> **WHAT YOU NEED TO DO**
- 1) Print the part of the mental health policy passage from "The American’s with" to "and the public." word for word.
- 2) Pick up the mental health policy passage after its last sentence and write what comes next.

> **EXCERPT TO READ**
──────────────────────────────

The American’s with Disabilities Act, ADA, which took effect on July 26, 1992, supported parents and consumers’ insistence on an appropriate response to mental illness in the workplace and public accommodations.

Particularly since 1990, advances in brain science, brain scans, growing understanding in brain biochemistry, advances in psychological therapy, electrical brain stimulation, and the role of the genome in brain development and functioning are bringing important new understandings to health care providers, policy makers and the public.

There is an increased understanding that the mind/body split that 18th century philosophers detailed is a fiction. The brain is a real part of the body and the brain and other organs of the body interact in numerous ways so that a health care system that does not treat the brain with the body is outmoded. This new understanding is reflected in the Mental Health Parity Act of 1996 which broke down some of the discrimination against mental health care. So called full parity between mental health, substance abuse treatment and medical and surgical treatment has been under consideration by congress since the mid 1990s and appears closer than ever to passage this year. And at the state level, 1997 saw passage of uniform mental health benefits in all the major public health care program benefit sets. Mental health parity has already been the law in Minnesota since the 1990s.

Today there is an overwhelming need to update all health care, public safety, criminal justice and social service institutions to utilize the new insights that science provides. These systems, which in many cases are based on models that are centuries old, must be updated based on this new knowledge.

──────────────────────────────

> **EXTRACTED RECORDS**
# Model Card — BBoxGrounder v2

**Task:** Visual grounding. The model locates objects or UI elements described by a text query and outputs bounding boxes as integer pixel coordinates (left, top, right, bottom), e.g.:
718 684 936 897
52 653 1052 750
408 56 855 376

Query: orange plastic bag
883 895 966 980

──────────────────────────────

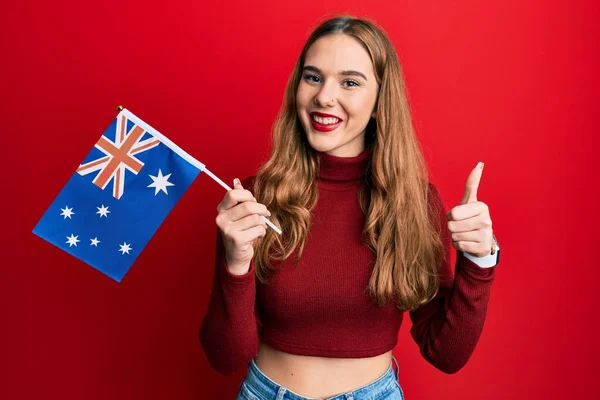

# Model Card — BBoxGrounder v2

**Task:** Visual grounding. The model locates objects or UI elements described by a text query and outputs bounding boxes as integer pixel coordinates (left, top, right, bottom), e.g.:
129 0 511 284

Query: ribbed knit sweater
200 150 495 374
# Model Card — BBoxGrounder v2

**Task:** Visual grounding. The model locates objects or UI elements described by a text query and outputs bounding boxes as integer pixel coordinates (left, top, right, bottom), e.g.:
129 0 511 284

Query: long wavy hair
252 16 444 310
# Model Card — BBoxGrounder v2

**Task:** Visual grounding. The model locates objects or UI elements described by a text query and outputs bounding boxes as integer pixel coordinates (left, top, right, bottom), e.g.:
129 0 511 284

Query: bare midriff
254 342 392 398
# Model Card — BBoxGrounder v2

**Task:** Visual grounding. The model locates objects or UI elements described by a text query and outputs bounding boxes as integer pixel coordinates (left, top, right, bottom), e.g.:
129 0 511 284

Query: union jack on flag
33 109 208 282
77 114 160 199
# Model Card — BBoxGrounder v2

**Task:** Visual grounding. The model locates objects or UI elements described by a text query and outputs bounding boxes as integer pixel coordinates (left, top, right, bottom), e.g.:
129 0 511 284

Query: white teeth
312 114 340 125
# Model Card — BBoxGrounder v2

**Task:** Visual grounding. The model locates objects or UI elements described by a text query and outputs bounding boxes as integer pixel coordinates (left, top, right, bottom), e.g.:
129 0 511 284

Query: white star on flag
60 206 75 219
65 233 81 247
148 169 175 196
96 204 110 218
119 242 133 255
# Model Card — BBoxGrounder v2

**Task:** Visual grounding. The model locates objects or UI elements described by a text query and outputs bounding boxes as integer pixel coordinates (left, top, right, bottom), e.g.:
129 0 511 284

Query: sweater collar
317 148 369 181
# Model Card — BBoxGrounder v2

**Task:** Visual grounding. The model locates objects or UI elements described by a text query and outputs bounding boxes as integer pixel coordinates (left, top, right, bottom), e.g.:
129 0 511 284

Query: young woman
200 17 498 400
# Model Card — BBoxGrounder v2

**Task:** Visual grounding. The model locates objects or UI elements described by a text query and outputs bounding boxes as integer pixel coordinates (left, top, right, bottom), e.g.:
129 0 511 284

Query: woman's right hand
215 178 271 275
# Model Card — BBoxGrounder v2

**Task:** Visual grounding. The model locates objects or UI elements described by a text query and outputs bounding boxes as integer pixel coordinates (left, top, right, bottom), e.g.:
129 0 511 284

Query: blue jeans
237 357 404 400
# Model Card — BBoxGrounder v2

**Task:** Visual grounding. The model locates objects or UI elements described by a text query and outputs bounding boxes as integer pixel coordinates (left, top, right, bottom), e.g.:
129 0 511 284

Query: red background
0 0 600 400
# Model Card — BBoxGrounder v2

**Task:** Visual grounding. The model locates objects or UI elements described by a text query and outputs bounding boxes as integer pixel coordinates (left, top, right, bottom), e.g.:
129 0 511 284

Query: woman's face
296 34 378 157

──────────────────────────────

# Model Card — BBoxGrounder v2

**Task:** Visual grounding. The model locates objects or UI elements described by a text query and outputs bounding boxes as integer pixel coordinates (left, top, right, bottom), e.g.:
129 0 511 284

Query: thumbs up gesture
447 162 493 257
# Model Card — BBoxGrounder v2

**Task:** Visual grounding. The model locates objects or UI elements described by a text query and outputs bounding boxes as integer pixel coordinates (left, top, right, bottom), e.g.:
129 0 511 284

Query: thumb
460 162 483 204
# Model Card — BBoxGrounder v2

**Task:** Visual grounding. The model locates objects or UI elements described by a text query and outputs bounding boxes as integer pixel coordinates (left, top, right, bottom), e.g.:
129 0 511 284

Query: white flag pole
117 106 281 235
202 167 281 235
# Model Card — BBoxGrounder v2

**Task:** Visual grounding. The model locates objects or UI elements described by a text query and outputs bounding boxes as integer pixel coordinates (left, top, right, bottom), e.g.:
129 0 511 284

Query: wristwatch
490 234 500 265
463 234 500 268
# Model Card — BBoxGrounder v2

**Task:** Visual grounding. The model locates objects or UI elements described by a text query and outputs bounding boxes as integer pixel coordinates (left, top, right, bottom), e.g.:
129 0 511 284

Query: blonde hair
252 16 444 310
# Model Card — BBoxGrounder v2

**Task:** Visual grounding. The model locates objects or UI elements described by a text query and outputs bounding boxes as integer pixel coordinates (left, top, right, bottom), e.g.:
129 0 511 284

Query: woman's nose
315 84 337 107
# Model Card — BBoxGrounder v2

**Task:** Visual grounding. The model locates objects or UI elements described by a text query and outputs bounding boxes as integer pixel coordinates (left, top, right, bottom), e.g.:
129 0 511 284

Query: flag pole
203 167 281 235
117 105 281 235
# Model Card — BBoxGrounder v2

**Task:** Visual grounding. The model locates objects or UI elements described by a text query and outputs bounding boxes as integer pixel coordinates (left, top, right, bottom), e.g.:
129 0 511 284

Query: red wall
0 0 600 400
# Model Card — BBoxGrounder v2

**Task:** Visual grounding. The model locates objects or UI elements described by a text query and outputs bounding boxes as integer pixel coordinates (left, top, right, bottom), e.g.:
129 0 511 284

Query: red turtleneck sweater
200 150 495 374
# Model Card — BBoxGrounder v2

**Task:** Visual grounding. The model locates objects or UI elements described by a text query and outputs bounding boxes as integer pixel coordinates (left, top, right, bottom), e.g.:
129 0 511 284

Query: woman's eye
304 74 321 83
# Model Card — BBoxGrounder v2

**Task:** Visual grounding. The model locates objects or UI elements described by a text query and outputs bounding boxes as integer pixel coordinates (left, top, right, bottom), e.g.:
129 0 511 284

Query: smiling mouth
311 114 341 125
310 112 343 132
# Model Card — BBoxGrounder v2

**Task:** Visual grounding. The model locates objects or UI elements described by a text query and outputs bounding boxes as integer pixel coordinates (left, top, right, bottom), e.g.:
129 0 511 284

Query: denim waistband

──────────────────────────────

> **RESPONSES BY ITEM NUMBER**
- 1)
The American’s with Disabilities Act, ADA, which took effect on July 26, 1992, supported parents and consumers’ insistence on an appropriate response to mental illness in the workplace and public accommodations.

Particularly since 1990, advances in brain science, brain scans, growing understanding in brain biochemistry, advances in psychological therapy, electrical brain stimulation, and the role of the genome in brain development and functioning are bringing important new understandings to health care providers, policy makers and the public.

- 2)
In spite of all the progress made in the mental health system in the last 50 years, our current mental health system reflects a social and political mental health injustice. Mental health care providers report that our capacity for emergency psychiatric care is regressing to a time 40 years ago when providers had to accompany patients to the emergency room and wait with them for care. Criminal justice professionals report that 60-75% of those in some of our jails have a mental illness. There are more persons with mental illness in jails and prisons than in all state hospitals combined. Many have identified this situation as the criminalization of the mentally ill.

Due to the decreasing number of inpatient beds and the lack of needed community based mental health providers, many people struggling with severe mental illness find themselves repeatedly and unnecessarily in mental health crisis. Many of them will end up committing suicide, as crime victims, and encountering the police. Clearly reform is needed. There is a need for comprehensive and effective long-term care environment for this high risk population. People with severe mental illness are frequently turned away from treatment facilities and often wind up in jail or are homeless due to lack of treatment. These individuals often have to go through the criminal justice system to get the treatment they need.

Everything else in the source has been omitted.